Hear them in their own words
By Peg O’Connell
There are often differences of opinion between the eastern and western parts of our state. We have seen it play out in the political dynasties that have ruled the state over the years [Anyone remember the Branch head boys or the Shelby dynasty?] and in the attempts by our policymakers to deploy the state’s limited resources—sometimes successfully, and sometimes, not so much. And of course there is the issue of barbeque!
So, I am glad to report that there is one issue upon which business, community and local government leaders at both ends of the state can agree, it is time to close the coverage gap. We need to find a solution to provide an affordable option for the uninsured to get health insurance.
Care4Carolina recently co-hosted two large regional (virtual) forums aimed at seeking community input on how the coverage gap and the economic devastation caused by COVID-19, is impacting communities, businesses and local governments across the state. As you might have guessed, it is tough out there, regardless if you are in Manteo or Murphy—actually our speakers were from Carteret to Graham Counties, but you get the idea.
We know that people are suffering, especially those who are uninsured and fall ill from COVID or some other illness, but what we heard most frequently was about how COVID has caused a 50-car pile-up in the revenues that were expected by town and county governments.
When people stop spending, governments lose tax revenues, which means that they can no longer fill in the gaps for those in needs. Also, when people stop spending, local business suffers and has to lay people off, which means they lose their insurance and … you know the rest. And the burden on the small and rural hospital and health care provider just keeps getting heavier and heavier.
════════════════
**Activity A:** Reproduce the portion of the coverage gap piece starting with "We know that" and going on through "and county governments.".
**Activity B:** According to the coverage gap piece, why are governments no longer able to fill in the gaps for those in need? Answer in one to three sentences.
**Activity C:** For each statement, indicate whether the coverage gap piece supports it, answering yes or no and quoting the words of the piece that decide it: (i) The two regional forums were held in person. (ii) The forum speakers came from Carteret to Graham Counties. (iii) Leaders at both ends of the state agree that it is time to close the coverage gap.
════════════════
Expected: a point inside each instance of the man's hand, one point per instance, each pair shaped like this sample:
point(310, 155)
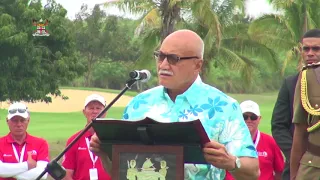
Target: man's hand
point(96, 148)
point(217, 155)
point(31, 163)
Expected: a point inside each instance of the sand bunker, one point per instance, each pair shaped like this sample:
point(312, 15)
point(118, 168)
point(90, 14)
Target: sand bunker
point(74, 103)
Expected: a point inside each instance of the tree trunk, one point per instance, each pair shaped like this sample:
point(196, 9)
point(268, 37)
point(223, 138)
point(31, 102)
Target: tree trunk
point(169, 17)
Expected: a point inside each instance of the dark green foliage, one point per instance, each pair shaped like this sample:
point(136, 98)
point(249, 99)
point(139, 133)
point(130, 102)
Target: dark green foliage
point(33, 67)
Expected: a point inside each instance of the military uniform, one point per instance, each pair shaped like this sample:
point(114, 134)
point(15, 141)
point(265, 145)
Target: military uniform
point(307, 110)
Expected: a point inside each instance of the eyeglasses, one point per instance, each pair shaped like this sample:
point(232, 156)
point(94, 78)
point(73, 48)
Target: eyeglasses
point(171, 58)
point(313, 48)
point(13, 111)
point(253, 117)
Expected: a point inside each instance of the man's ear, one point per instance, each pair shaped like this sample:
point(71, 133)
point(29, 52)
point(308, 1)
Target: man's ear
point(199, 64)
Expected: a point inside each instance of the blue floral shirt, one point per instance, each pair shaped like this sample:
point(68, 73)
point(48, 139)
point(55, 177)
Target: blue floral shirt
point(220, 115)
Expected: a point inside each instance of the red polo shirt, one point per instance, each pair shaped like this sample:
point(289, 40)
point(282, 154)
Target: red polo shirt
point(270, 158)
point(77, 158)
point(38, 146)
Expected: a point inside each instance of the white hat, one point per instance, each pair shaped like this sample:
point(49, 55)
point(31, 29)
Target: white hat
point(95, 97)
point(18, 109)
point(250, 106)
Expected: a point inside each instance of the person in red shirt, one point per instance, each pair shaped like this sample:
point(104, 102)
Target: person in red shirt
point(271, 160)
point(80, 163)
point(22, 156)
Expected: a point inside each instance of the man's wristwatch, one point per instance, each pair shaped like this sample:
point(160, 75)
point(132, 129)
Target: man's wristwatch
point(237, 165)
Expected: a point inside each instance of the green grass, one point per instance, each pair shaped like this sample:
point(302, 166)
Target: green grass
point(127, 93)
point(58, 127)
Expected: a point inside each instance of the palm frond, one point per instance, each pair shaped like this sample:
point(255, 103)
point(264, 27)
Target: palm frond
point(251, 48)
point(201, 9)
point(150, 41)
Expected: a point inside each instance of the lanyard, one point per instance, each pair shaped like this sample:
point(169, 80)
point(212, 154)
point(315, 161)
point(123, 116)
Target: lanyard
point(257, 139)
point(21, 153)
point(91, 154)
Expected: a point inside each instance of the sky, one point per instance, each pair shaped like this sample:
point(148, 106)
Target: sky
point(254, 8)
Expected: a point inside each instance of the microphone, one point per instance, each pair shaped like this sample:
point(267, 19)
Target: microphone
point(143, 75)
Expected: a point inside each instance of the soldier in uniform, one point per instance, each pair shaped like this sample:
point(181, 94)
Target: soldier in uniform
point(305, 152)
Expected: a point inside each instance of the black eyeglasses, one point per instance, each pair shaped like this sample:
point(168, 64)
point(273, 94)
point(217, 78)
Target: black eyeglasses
point(171, 58)
point(253, 117)
point(13, 111)
point(313, 48)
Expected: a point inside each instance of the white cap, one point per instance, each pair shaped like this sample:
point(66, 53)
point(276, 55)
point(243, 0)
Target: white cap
point(18, 109)
point(95, 97)
point(250, 106)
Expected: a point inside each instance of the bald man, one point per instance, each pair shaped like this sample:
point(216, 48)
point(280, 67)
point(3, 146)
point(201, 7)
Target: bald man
point(182, 96)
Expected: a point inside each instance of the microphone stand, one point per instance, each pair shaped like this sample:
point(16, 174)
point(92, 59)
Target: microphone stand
point(57, 171)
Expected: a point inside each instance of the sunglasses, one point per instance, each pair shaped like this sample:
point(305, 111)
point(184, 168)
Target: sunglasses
point(313, 48)
point(13, 111)
point(171, 58)
point(253, 117)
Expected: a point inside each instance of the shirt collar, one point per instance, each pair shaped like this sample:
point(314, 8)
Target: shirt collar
point(10, 140)
point(189, 94)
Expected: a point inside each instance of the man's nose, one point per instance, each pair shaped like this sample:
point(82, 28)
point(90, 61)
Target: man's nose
point(164, 64)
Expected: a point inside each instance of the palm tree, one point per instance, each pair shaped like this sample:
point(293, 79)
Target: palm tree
point(283, 31)
point(158, 18)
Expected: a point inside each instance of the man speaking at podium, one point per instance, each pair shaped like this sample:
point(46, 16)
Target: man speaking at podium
point(182, 96)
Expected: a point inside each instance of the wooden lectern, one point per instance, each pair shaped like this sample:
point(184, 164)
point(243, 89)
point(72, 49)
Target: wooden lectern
point(148, 149)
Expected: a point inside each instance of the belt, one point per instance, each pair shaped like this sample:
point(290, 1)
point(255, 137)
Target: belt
point(313, 149)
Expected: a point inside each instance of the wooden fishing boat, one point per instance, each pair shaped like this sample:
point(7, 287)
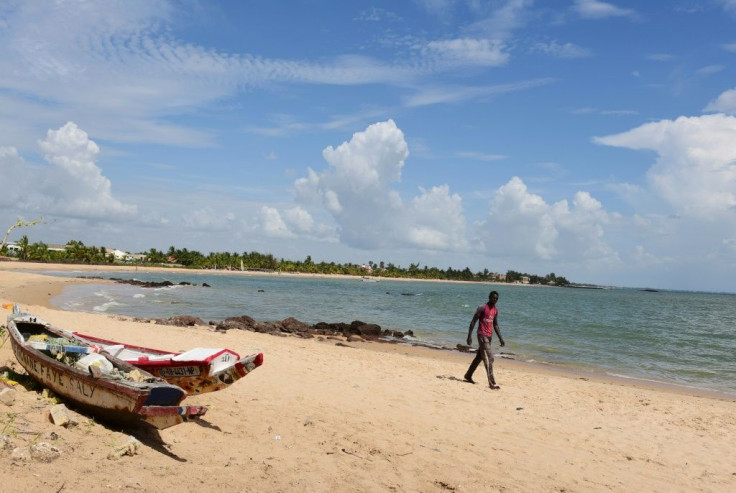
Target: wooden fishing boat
point(197, 371)
point(108, 388)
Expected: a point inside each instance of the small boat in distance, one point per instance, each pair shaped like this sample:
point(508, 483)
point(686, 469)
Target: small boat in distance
point(107, 387)
point(197, 371)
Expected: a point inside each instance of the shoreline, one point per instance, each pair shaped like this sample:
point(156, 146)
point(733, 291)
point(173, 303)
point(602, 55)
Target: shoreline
point(53, 286)
point(318, 416)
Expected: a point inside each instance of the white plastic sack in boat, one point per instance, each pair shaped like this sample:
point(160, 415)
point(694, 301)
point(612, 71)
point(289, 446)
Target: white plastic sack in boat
point(94, 359)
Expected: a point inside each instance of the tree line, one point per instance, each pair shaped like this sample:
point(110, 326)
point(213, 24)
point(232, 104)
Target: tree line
point(78, 252)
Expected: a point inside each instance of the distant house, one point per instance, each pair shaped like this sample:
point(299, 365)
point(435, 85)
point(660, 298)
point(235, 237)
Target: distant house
point(56, 247)
point(119, 255)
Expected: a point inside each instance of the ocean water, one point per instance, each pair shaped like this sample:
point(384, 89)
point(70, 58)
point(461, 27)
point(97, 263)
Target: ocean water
point(680, 338)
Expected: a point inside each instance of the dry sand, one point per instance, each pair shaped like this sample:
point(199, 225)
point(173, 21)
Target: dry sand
point(322, 417)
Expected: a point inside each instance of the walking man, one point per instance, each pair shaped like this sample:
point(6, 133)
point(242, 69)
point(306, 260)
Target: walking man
point(487, 316)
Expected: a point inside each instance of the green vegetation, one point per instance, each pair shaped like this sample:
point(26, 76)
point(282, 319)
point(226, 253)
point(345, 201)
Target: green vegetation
point(77, 252)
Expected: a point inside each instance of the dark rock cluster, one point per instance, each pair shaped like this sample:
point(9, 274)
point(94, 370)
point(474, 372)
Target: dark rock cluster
point(290, 326)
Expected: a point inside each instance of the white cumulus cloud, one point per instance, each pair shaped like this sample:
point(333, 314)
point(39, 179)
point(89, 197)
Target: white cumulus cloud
point(73, 185)
point(357, 191)
point(725, 103)
point(522, 224)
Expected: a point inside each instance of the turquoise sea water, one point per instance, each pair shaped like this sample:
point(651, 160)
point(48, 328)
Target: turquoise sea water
point(680, 338)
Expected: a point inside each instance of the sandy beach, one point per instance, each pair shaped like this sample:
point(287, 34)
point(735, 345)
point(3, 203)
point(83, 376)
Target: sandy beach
point(318, 416)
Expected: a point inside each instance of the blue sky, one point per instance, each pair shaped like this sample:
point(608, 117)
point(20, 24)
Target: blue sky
════════════════
**Output A:**
We know that people are suffering, especially those who are uninsured and fall ill from COVID or some other illness, but what we heard most frequently was about how COVID has caused a 50-car pile-up in the revenues that were expected by town and county governments.

**Output B:** When people stop spending, governments lose tax revenues. That loss of revenue leaves them unable to fill in the gaps for those in need.

**Output C:**
(i) No. "two large regional (virtual) forums"
(ii) Yes. "actually our speakers were from Carteret to Graham Counties"
(iii) Yes. "business, community and local government leaders at both ends of the state can agree, it is time to close the coverage gap"